# WORK REQUEST
Except for the pictures, output the records in full and exactly.

[Start of Attachment]

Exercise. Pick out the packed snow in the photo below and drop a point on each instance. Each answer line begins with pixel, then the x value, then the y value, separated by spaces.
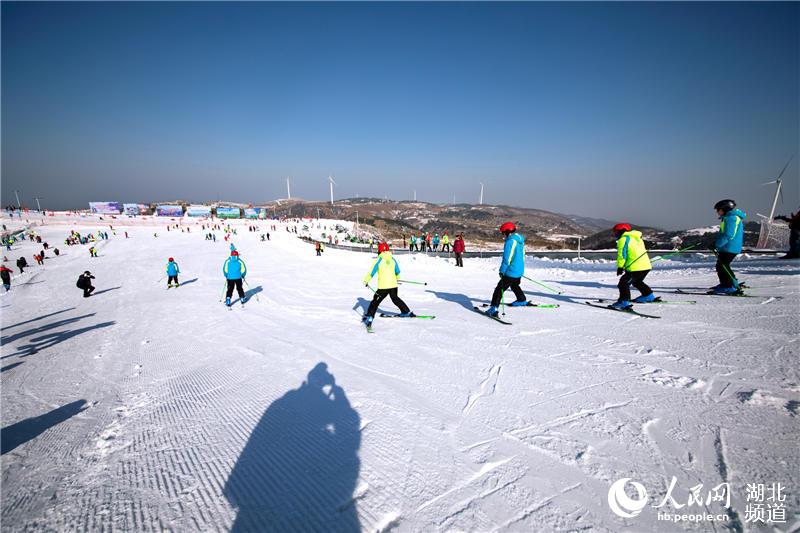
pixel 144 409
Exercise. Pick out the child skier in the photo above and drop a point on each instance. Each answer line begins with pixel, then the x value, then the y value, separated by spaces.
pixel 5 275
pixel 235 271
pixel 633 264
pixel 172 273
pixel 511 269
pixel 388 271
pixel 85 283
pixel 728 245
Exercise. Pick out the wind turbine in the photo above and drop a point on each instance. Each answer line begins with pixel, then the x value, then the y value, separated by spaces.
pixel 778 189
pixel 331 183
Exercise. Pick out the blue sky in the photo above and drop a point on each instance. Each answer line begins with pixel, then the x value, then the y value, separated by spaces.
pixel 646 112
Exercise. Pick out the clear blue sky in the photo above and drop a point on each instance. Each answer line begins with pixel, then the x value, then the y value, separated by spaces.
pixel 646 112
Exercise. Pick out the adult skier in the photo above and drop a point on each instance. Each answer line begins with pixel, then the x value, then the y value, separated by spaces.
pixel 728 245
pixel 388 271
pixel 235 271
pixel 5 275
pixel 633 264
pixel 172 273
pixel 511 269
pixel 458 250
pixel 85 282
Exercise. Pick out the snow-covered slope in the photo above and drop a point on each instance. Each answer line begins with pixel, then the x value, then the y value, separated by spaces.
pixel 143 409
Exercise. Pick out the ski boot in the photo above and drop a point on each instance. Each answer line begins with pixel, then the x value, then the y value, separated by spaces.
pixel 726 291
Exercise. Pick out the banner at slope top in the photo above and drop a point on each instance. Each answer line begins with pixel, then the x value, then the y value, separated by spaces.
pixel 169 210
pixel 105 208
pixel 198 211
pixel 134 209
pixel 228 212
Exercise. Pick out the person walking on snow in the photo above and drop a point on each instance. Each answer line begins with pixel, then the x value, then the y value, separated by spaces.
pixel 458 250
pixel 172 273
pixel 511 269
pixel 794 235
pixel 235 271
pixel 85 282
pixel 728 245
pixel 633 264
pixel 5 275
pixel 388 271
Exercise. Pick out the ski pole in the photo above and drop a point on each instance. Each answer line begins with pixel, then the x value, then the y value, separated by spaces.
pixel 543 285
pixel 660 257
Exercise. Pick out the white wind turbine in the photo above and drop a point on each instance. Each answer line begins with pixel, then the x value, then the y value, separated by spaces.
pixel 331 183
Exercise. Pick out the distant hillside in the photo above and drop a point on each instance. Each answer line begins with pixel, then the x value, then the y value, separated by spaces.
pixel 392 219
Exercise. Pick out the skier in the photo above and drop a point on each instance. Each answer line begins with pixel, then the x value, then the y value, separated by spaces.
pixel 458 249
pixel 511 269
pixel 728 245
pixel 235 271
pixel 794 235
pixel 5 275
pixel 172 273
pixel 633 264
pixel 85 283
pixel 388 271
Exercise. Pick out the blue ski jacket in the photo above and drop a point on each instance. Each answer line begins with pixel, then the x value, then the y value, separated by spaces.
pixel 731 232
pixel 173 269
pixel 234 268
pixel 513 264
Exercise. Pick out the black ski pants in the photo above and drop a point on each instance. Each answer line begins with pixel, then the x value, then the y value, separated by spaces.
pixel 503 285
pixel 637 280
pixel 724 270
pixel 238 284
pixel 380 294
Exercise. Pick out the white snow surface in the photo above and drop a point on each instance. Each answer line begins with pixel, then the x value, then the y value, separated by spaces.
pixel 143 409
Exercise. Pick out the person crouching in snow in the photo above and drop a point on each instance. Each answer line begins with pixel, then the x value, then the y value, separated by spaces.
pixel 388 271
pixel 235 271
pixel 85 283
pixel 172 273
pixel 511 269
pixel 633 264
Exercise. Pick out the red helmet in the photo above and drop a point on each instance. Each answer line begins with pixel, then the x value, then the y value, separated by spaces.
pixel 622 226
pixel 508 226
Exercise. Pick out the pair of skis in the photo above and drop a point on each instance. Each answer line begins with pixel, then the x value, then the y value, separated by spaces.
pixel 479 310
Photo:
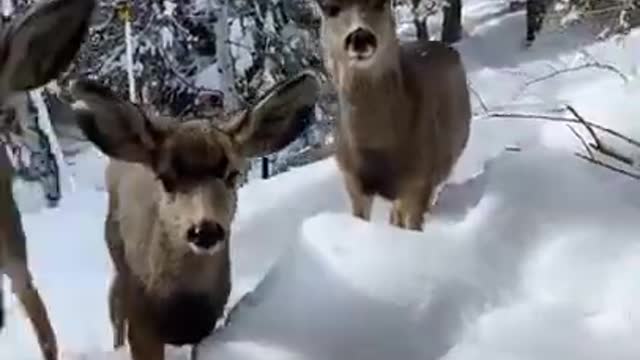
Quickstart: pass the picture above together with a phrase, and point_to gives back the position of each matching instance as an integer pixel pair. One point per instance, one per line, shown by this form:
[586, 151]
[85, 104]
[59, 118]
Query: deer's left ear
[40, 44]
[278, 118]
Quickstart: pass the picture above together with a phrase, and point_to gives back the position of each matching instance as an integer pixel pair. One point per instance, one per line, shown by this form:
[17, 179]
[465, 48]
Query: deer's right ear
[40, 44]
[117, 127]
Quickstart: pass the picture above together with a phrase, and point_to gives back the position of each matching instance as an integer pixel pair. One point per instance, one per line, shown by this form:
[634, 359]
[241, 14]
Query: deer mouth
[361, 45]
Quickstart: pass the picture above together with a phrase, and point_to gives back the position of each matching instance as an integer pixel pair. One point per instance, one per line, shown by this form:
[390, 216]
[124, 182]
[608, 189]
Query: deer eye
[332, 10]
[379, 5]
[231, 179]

[End of Attachment]

# EXERCISE OUTPUT
Exercise. Pick out the packed snow in the photo below and drop a point on each instance. Each answer line begins with pixel, then the x value, then the y value, separated by spaces.
pixel 144 409
Exercise. Pick out the child skier in the photo above and drop a point on each instance. Each answer line begins with pixel, then the x value, then the y value, separated by spaces.
pixel 5 275
pixel 235 271
pixel 633 264
pixel 172 273
pixel 511 269
pixel 388 271
pixel 85 283
pixel 728 245
Exercise. Pick out the wind turbine in the photo above and drop a point on each instance. Each answer line begins with pixel, then the x value, then the y value, separated by spaces.
pixel 778 189
pixel 331 183
Exercise. Pick out the blue sky in the photo above and drop a point on each instance. Each answer line begins with pixel, then the x value, then the y value, separated by spaces.
pixel 646 112
Exercise. Pick out the clear blue sky in the photo above and drop a point on each instance. Each answer line begins with pixel, then the x value, then the y value, separated by spaces.
pixel 646 112
Exercise. Pick out the adult skier in the photo above and drop a point on each instance. Each answer line begins with pixel, then the x value, then the y value, separated by spaces.
pixel 728 245
pixel 388 271
pixel 235 271
pixel 5 275
pixel 633 264
pixel 172 273
pixel 511 269
pixel 458 250
pixel 85 282
Exercise. Pick out the snow-covered slope in the photo above and drop a point on each instance. Each answer line begins with pixel, then the x value, then the y value, separated by spaces.
pixel 143 409
Exercise. Pick out the ski boot in the photo above and drop a point on each instance. Each answer line begins with pixel, then the x value, then the y value, separated by spaces.
pixel 726 291
Exercise. Pick out the banner at slope top in the photo above and drop a point on each instance. Each answer line begins with pixel, then the x value, then the y value, separated by spaces.
pixel 169 210
pixel 105 208
pixel 198 211
pixel 134 209
pixel 228 212
Exercise. Pick out the person walking on snow in the photo above and drop a point on each instance. Each answer line begins with pixel, then the x value, then the y value, separated by spaces.
pixel 458 250
pixel 172 273
pixel 511 269
pixel 794 235
pixel 235 271
pixel 85 282
pixel 728 245
pixel 633 264
pixel 5 275
pixel 388 271
Exercise. Pick out the ski pole in the photo above and drop a point on each instance. Each answer line begins with pixel, then the x value, then the y value, separated by spaces.
pixel 543 285
pixel 660 257
Exercise. Pick out the white wind turbine in the photo above and drop a point on each instance. Each answer line begins with pixel, then the x value, then the y value, separated by spaces.
pixel 331 183
Exercise. Pick out the distant hillside in the photo above and drop a point on each instance. Each answer line begins with pixel, then the x value, then the y value, separated by spaces.
pixel 392 219
Exercise. Pick out the skier in the photo above and drop a point on each instance. Each answer line begins with pixel, then the x value, then the y value, separated by spaces.
pixel 458 249
pixel 511 269
pixel 728 245
pixel 235 271
pixel 794 235
pixel 5 275
pixel 172 273
pixel 633 264
pixel 85 283
pixel 388 271
Exercise. Pick out the blue ski jacket in the photo above and drop a point on each instance. Each answer line begins with pixel, then the x value, then the y value, separated by spaces.
pixel 731 232
pixel 173 269
pixel 234 268
pixel 513 264
Exercise. Pick out the black ski pants in the photo above and drop a point on each instance. Each answer line begins with pixel, then the x value, then the y value, separated by spaces.
pixel 503 285
pixel 637 280
pixel 724 270
pixel 238 284
pixel 380 294
Exercise. Pick out the white snow surface in the photo above and drop a point on each instance. Each answer line begins with pixel, then the x value, then the y value, separated by spaces.
pixel 143 409
Exercise. Pick out the person crouching in snow in the photo above and drop a point on each instance. Each answer line begins with pixel, then the x value, then the y value, separated by spaces.
pixel 388 271
pixel 235 271
pixel 85 283
pixel 172 273
pixel 511 269
pixel 633 264
Exercise. Pick out the red helmet in the photo above and drop a point on each instance. Each answer line begins with pixel, then the x value, then the y value, separated by spaces.
pixel 622 226
pixel 508 226
Exercise. Pick out the pair of skis in the photo above and drop a point on each instance. Each answer line begins with pixel, then the x value, then the y value, separated by spaces.
pixel 479 310
Photo:
Quickstart: pass the picture above together with a phrase, and point_to gives back the position of each matching instance as an integer pixel pair. One point per instance, one per line, shown by this form:
[586, 151]
[85, 104]
[59, 118]
Query: deer's left ear
[40, 44]
[278, 118]
Quickstart: pass the picture above together with a phrase, and point_to gives back the position of each matching instance as an integer pixel pair. One point per instance, one per line, shown by this form:
[17, 179]
[465, 48]
Query: deer's right ear
[40, 44]
[117, 127]
Quickstart: pass the picture above together with a phrase, and point_to gives back the position of each matching instance as an integer pixel pair. One point per instance, one per line, shown by this form:
[634, 359]
[241, 14]
Query: deer mouth
[361, 45]
Quickstart: pass the picture above together with a phrase, and point_to gives back the position of each matching instance as an integer pixel pair. One point per instance, one per line, shown by this form:
[390, 216]
[124, 182]
[608, 189]
Query: deer eye
[332, 10]
[379, 5]
[231, 179]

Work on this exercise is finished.